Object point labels
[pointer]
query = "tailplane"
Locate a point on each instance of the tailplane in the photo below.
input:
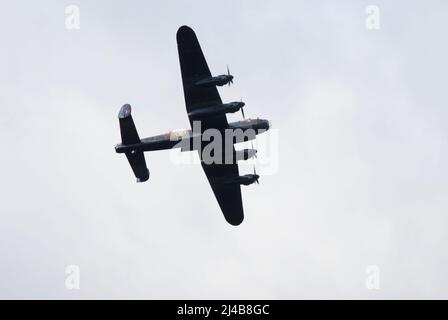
(129, 136)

▸ TASK DETAILS
Reproduce the records above line for line, leaving out the pictures.

▸ EXERCISE SOLUTION
[pointer]
query = "tailplane"
Locate a point on each instance of the tailplane in the photo below.
input:
(129, 136)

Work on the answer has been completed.